--- DOCUMENT TEXT ---
※

Data Representation Notes

When converting raw game data into PODs, certain numeric values require special handling to be compatible with POD int types (which have int64 limits) and to enable numeric comparisons within GPC circuits:

• Location Coordinates (x, y, z):

  • Problem: Raw location coordinates can be very large integers (represented as strings in the API) that exceed the int64 range supported by the POD int type. Storing them as strings prevents numeric comparisons (bounds checks, inequalities) in GPC circuits.
  • Solution: A 2-limb representation is used. Each coordinate (x, y, or z) is split into a _high and _low part, each stored as a separate int entry in the POD (e.g., location_x_high, location_x_low). This effectively allows storing values up to 2^126 while remaining compatible with the int64 circuit inputs. Helper functions for converting between BigInt and this 2-limb format exist in packages/pods/utils/podBigInt.ts.
  • Benefit: Enables range checks and numeric comparisons on location coordinates within GPC proofs.

※

--- DATA ROWS ---
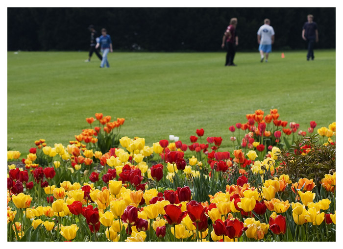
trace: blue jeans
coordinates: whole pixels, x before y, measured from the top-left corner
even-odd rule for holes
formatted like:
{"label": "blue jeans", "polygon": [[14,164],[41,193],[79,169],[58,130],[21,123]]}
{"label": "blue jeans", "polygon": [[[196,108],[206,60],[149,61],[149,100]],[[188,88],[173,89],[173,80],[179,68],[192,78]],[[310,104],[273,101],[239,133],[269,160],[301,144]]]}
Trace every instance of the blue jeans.
{"label": "blue jeans", "polygon": [[110,64],[108,64],[108,61],[107,60],[107,54],[109,51],[109,49],[101,49],[101,52],[102,53],[102,59],[101,60],[101,63],[100,64],[100,67],[103,68],[104,66],[105,66],[105,63],[106,63],[106,67],[110,67]]}

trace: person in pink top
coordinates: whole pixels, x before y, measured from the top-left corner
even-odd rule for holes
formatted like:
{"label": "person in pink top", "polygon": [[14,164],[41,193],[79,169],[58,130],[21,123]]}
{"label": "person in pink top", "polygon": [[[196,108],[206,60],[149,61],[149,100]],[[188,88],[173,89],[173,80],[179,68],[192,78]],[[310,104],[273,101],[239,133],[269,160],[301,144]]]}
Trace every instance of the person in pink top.
{"label": "person in pink top", "polygon": [[230,20],[230,25],[224,33],[221,43],[221,48],[226,48],[226,60],[225,66],[237,66],[233,63],[236,53],[235,46],[238,45],[238,36],[236,34],[236,27],[237,26],[237,19],[235,17]]}

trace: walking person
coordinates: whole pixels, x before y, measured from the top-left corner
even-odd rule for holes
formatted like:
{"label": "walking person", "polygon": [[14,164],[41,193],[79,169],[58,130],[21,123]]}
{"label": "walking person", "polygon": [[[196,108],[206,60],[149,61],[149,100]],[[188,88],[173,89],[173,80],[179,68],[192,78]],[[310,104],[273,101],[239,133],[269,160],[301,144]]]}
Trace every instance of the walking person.
{"label": "walking person", "polygon": [[89,50],[89,55],[88,56],[88,59],[86,60],[85,62],[89,62],[91,61],[91,57],[94,52],[95,52],[97,56],[100,59],[100,60],[102,59],[102,56],[99,51],[95,48],[95,46],[97,45],[98,38],[98,32],[94,29],[94,26],[93,25],[90,25],[88,27],[88,29],[91,31],[91,48]]}
{"label": "walking person", "polygon": [[258,50],[261,55],[261,62],[263,62],[264,53],[265,53],[265,61],[268,62],[269,53],[271,52],[271,45],[274,44],[275,32],[273,27],[270,26],[270,20],[266,18],[263,22],[265,24],[260,26],[257,31],[257,43],[259,44]]}
{"label": "walking person", "polygon": [[230,20],[230,25],[224,33],[221,42],[221,48],[226,48],[226,58],[225,66],[237,66],[233,63],[236,53],[235,46],[238,46],[238,36],[236,34],[236,27],[237,26],[237,19],[235,17]]}
{"label": "walking person", "polygon": [[111,40],[111,37],[107,34],[106,28],[101,29],[101,34],[102,35],[100,37],[99,41],[97,43],[95,48],[98,49],[101,45],[102,59],[101,60],[101,63],[100,64],[100,67],[104,67],[105,64],[106,64],[106,67],[109,68],[110,64],[107,60],[107,54],[109,52],[113,51],[112,46],[112,40]]}
{"label": "walking person", "polygon": [[302,39],[307,42],[307,55],[306,58],[307,60],[315,59],[315,55],[313,52],[313,47],[314,47],[315,41],[318,42],[318,26],[317,24],[313,22],[313,16],[312,15],[307,15],[307,22],[305,23],[302,27],[302,32],[301,33]]}

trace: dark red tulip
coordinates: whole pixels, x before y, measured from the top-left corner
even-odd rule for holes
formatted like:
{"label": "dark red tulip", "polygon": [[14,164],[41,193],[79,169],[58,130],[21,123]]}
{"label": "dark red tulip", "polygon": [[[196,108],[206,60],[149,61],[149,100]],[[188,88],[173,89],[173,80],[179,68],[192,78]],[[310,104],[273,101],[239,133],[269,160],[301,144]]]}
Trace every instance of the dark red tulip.
{"label": "dark red tulip", "polygon": [[264,201],[261,202],[256,201],[256,204],[254,208],[254,212],[257,214],[264,215],[266,211],[267,206],[266,206]]}
{"label": "dark red tulip", "polygon": [[95,228],[95,232],[98,232],[98,231],[100,229],[100,224],[101,223],[100,223],[100,222],[99,222],[96,224],[95,224],[94,226],[93,225],[88,224],[88,227],[89,227],[89,229],[91,230],[91,232],[94,233],[94,228]]}
{"label": "dark red tulip", "polygon": [[222,236],[226,235],[225,228],[226,226],[223,221],[220,219],[216,220],[214,224],[212,224],[215,233],[217,236]]}
{"label": "dark red tulip", "polygon": [[240,221],[238,219],[230,220],[226,223],[225,232],[229,238],[239,238],[243,232],[248,229],[247,226],[244,226],[244,223]]}
{"label": "dark red tulip", "polygon": [[205,131],[202,128],[201,128],[200,129],[196,129],[196,135],[198,135],[198,136],[202,137],[204,135],[204,133],[205,133]]}
{"label": "dark red tulip", "polygon": [[156,228],[156,235],[158,238],[163,238],[166,236],[167,228],[165,225],[157,226]]}
{"label": "dark red tulip", "polygon": [[33,182],[30,181],[29,182],[27,182],[26,184],[26,189],[31,189],[33,187]]}
{"label": "dark red tulip", "polygon": [[163,177],[163,165],[159,163],[152,166],[150,168],[151,177],[156,181],[159,181]]}
{"label": "dark red tulip", "polygon": [[168,142],[168,140],[166,139],[162,139],[162,140],[160,140],[160,145],[163,148],[167,148],[167,147],[168,146],[169,144],[169,142]]}
{"label": "dark red tulip", "polygon": [[55,169],[53,167],[45,168],[43,170],[43,172],[44,173],[45,177],[47,177],[47,179],[52,179],[56,174]]}
{"label": "dark red tulip", "polygon": [[286,230],[286,219],[284,216],[279,215],[273,219],[269,218],[269,228],[276,235],[285,234]]}
{"label": "dark red tulip", "polygon": [[38,183],[44,177],[44,172],[43,168],[39,167],[33,171],[33,177],[36,182]]}
{"label": "dark red tulip", "polygon": [[99,223],[99,211],[98,208],[93,209],[92,205],[82,208],[82,215],[86,218],[86,221],[88,225],[93,226],[97,225]]}
{"label": "dark red tulip", "polygon": [[203,220],[205,210],[200,202],[191,200],[187,204],[187,213],[193,222],[199,222]]}
{"label": "dark red tulip", "polygon": [[177,193],[172,190],[165,190],[164,199],[169,201],[171,204],[178,204],[180,201],[177,197]]}
{"label": "dark red tulip", "polygon": [[184,170],[187,165],[186,163],[186,160],[183,158],[178,158],[176,160],[176,168],[178,170]]}
{"label": "dark red tulip", "polygon": [[248,183],[248,178],[245,175],[242,175],[238,177],[236,185],[243,187],[245,183]]}
{"label": "dark red tulip", "polygon": [[127,206],[122,216],[122,221],[131,225],[136,225],[138,222],[138,209],[133,206]]}
{"label": "dark red tulip", "polygon": [[28,152],[32,154],[36,154],[36,153],[37,153],[37,148],[31,148],[28,150]]}
{"label": "dark red tulip", "polygon": [[187,215],[187,212],[182,212],[181,210],[182,205],[178,206],[173,204],[170,204],[164,206],[166,214],[164,217],[168,222],[170,225],[177,225],[181,223],[182,219]]}
{"label": "dark red tulip", "polygon": [[183,188],[177,187],[177,196],[180,201],[189,201],[192,197],[192,192],[189,187],[186,186]]}
{"label": "dark red tulip", "polygon": [[325,214],[325,223],[328,224],[332,223],[332,220],[331,220],[331,218],[330,217],[330,214],[332,214],[330,213]]}
{"label": "dark red tulip", "polygon": [[136,228],[139,232],[141,231],[146,231],[147,230],[147,221],[144,219],[139,218],[136,225]]}
{"label": "dark red tulip", "polygon": [[18,194],[22,193],[24,190],[23,183],[20,182],[20,181],[18,180],[13,184],[13,187],[12,188],[11,191],[13,194],[17,195]]}
{"label": "dark red tulip", "polygon": [[82,212],[82,203],[75,200],[71,205],[67,205],[69,211],[74,215],[78,215]]}

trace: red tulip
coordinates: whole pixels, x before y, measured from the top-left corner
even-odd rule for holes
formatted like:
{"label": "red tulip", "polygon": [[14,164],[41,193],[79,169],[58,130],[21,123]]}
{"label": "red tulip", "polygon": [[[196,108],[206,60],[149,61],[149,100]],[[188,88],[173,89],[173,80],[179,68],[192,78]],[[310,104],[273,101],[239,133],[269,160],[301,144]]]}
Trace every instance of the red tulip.
{"label": "red tulip", "polygon": [[99,180],[99,173],[92,172],[89,176],[89,179],[93,182],[96,182]]}
{"label": "red tulip", "polygon": [[163,148],[167,148],[169,144],[169,142],[168,142],[168,140],[166,139],[162,139],[162,140],[160,140],[160,145]]}
{"label": "red tulip", "polygon": [[131,225],[138,222],[138,209],[133,206],[127,206],[122,216],[122,221]]}
{"label": "red tulip", "polygon": [[139,218],[138,219],[138,222],[136,225],[136,228],[139,232],[140,232],[141,231],[146,231],[147,230],[147,221],[144,220],[144,219]]}
{"label": "red tulip", "polygon": [[202,136],[203,136],[204,132],[205,131],[204,131],[204,129],[202,128],[201,128],[200,129],[196,129],[196,135],[197,135],[199,137],[202,137]]}
{"label": "red tulip", "polygon": [[166,205],[164,206],[166,214],[164,217],[168,222],[170,225],[177,225],[181,223],[182,219],[187,215],[187,212],[182,212],[181,210],[182,205],[178,206],[172,204]]}
{"label": "red tulip", "polygon": [[26,189],[31,189],[33,187],[33,181],[30,181],[29,182],[27,182],[26,184]]}
{"label": "red tulip", "polygon": [[164,199],[169,201],[171,204],[178,204],[180,201],[176,191],[165,190],[164,192]]}
{"label": "red tulip", "polygon": [[75,200],[71,205],[67,205],[69,211],[74,215],[78,215],[82,212],[82,203]]}
{"label": "red tulip", "polygon": [[202,205],[196,200],[191,200],[187,204],[187,213],[193,222],[199,222],[203,220],[205,210]]}
{"label": "red tulip", "polygon": [[279,215],[273,219],[269,218],[269,227],[271,231],[276,235],[285,234],[286,230],[286,219],[284,216]]}
{"label": "red tulip", "polygon": [[153,165],[150,168],[151,177],[155,181],[160,180],[163,177],[163,165],[159,163],[155,165]]}
{"label": "red tulip", "polygon": [[45,177],[48,179],[52,179],[56,174],[55,169],[53,167],[45,168],[44,170],[43,170],[43,172],[44,173]]}
{"label": "red tulip", "polygon": [[167,228],[165,225],[157,226],[156,228],[156,235],[158,238],[163,238],[166,236]]}
{"label": "red tulip", "polygon": [[222,236],[226,235],[226,233],[225,232],[226,225],[223,221],[220,219],[216,220],[214,223],[214,224],[212,224],[212,226],[213,226],[215,233],[217,236]]}
{"label": "red tulip", "polygon": [[230,239],[239,238],[243,232],[248,228],[244,226],[244,223],[240,222],[238,219],[229,220],[225,228],[226,235]]}
{"label": "red tulip", "polygon": [[180,201],[189,201],[191,200],[192,193],[189,187],[186,186],[183,188],[177,187],[177,196]]}
{"label": "red tulip", "polygon": [[88,205],[82,208],[82,214],[86,218],[87,224],[90,226],[97,225],[99,222],[99,212],[97,207],[93,209],[92,205]]}

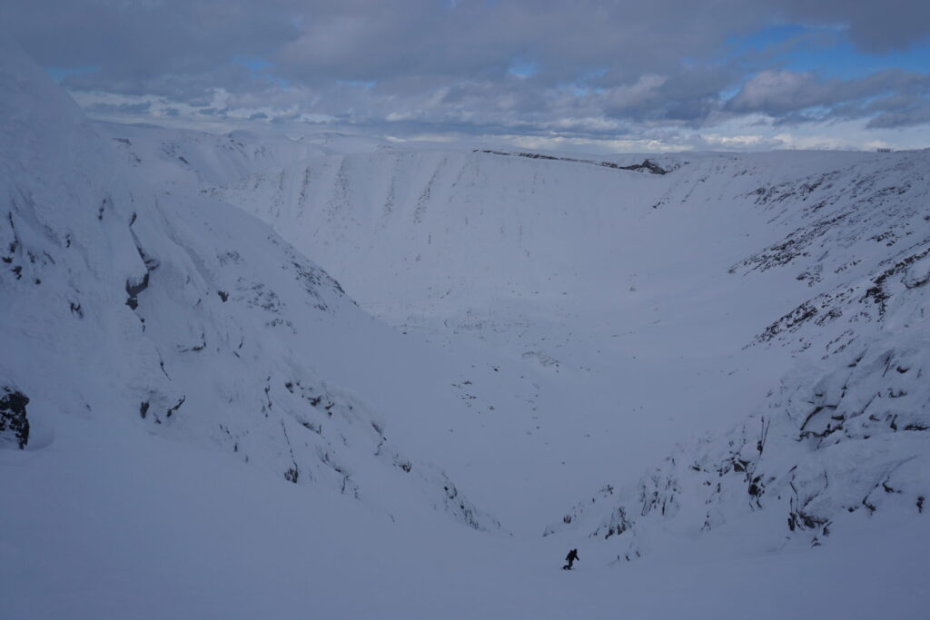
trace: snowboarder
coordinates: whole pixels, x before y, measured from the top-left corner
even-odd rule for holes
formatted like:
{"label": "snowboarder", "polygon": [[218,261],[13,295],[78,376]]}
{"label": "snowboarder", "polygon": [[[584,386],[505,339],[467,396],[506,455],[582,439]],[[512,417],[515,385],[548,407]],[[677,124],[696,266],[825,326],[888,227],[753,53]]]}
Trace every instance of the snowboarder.
{"label": "snowboarder", "polygon": [[578,550],[572,549],[571,551],[568,552],[568,555],[565,556],[565,561],[567,561],[568,563],[563,566],[562,570],[563,571],[572,570],[572,564],[575,563],[576,560],[580,560],[580,558],[578,558]]}

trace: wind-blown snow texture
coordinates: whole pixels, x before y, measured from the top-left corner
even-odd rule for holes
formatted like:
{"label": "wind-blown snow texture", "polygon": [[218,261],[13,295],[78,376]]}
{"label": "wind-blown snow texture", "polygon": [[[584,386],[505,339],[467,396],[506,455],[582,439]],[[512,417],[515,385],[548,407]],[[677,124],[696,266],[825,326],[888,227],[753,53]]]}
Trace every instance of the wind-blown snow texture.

※

--- WORK TO DO ---
1. List the coordinates that the data representation notes say are each split into a _high and _low part.
2. Proceed with the data representation notes, picking up after their last sentence.
The records were taken from a separate source.

--- RESPONSES IN ORDER ---
1. x, y, z

2.
• Radius, Mass, and Volume:

  • Problem: These values can appear as integers or floating-point numbers in the source data. PODs do not have a native float type, and storing them as a mix of int and string prevents consistent numeric operations.
  • Solution: Fixed-point arithmetic is used. All these values are multiplied by a fixed factor (currently 10^5, based on observing a maximum of 5 decimal places in the source data) and stored as integers (int type) in the POD. Helper functions for this conversion are available in packages/pods/utils/podFixedPoint.ts.
  • Benefit: Allows all radius, mass, and volume values to be treated numerically within GPC circuits, enabling bounds checks and comparisons.

Essentially, these adjustments ensure that critical numeric data from the game can be represented and utilized effectively within the constraints and capabilities of the POD and GPC ecosystem.

@pod-flow/gpc

• Description: Handles the General Purpose Circuits (GPC) workflow (GitHub). This includes defining circuit parameters, managing circuit artifacts (like .r1cs, .wasm, .zkey), providing example proof configurations, and scripts for compiling circuits and generating inputs/proofs (located in packages/gpc/scripts/). It's base family relies on the underlying circuit implementations from @pcd/gpcircuits (GitHub).
• Technology: Node.js, TypeScript, @pcd/gpc, @pcd/gpcircuits, circom (external compiler), snarkjs.
• Key Scripts: gen-proof-requirements, find-circuit, compile-circuit, add-circuit-params, gen-proof-inputs, gen-proof, verify-proof, setup:fetch-ptau.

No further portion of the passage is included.